→ Exercise
Exact repetition of every entry is required.

→ Records from a data collection
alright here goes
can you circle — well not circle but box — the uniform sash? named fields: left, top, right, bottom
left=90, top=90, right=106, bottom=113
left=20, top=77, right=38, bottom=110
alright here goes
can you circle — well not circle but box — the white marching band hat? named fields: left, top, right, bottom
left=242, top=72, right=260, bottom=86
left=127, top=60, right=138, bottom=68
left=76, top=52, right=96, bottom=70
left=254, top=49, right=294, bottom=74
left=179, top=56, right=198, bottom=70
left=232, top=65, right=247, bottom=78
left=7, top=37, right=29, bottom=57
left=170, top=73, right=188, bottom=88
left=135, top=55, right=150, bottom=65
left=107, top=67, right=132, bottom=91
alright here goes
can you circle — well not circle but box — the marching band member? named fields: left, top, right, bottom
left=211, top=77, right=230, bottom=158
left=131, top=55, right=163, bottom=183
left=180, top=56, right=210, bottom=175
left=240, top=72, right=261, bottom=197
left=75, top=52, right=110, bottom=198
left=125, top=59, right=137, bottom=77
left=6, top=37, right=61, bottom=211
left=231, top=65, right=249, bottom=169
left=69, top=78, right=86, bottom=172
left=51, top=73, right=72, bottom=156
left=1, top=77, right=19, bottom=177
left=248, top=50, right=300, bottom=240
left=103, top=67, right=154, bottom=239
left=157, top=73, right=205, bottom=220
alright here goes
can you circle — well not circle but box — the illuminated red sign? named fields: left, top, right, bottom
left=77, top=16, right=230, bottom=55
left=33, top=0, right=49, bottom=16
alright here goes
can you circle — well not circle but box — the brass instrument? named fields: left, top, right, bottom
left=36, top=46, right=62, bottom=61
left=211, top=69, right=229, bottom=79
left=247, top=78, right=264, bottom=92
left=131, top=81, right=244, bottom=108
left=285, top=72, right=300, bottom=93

→ Answer to the exercise
alright here goes
can you circle — well not circle but box — the uniform sash? named fields: left, top, right, bottom
left=90, top=90, right=106, bottom=113
left=20, top=77, right=38, bottom=110
alright here goes
can you circle — well not circle but box — the white marching band hat? named fields: left, top, right, bottom
left=242, top=72, right=260, bottom=86
left=127, top=60, right=138, bottom=68
left=76, top=52, right=96, bottom=70
left=254, top=49, right=294, bottom=74
left=179, top=56, right=198, bottom=70
left=232, top=65, right=247, bottom=78
left=7, top=37, right=29, bottom=57
left=170, top=73, right=188, bottom=88
left=135, top=55, right=150, bottom=65
left=107, top=67, right=132, bottom=91
alright here goes
can you circle — well not circle but box — the marching band member? named fields: left, top, right, bottom
left=211, top=77, right=230, bottom=158
left=131, top=55, right=163, bottom=183
left=180, top=56, right=210, bottom=175
left=240, top=72, right=261, bottom=197
left=75, top=52, right=110, bottom=198
left=125, top=59, right=137, bottom=77
left=6, top=37, right=61, bottom=211
left=231, top=65, right=249, bottom=169
left=69, top=78, right=86, bottom=172
left=51, top=73, right=72, bottom=156
left=1, top=77, right=19, bottom=177
left=248, top=50, right=300, bottom=240
left=103, top=67, right=154, bottom=239
left=157, top=73, right=205, bottom=220
alright here goes
can you circle — well not circle but box — the illuminated red sign? named fields: left, top, right, bottom
left=77, top=16, right=230, bottom=55
left=33, top=0, right=49, bottom=16
alright here goes
can you circle — well not circle but box — the brass instrument? named fields: left, top, right, bottom
left=36, top=46, right=62, bottom=61
left=211, top=69, right=229, bottom=79
left=247, top=78, right=264, bottom=92
left=131, top=81, right=244, bottom=108
left=285, top=72, right=300, bottom=93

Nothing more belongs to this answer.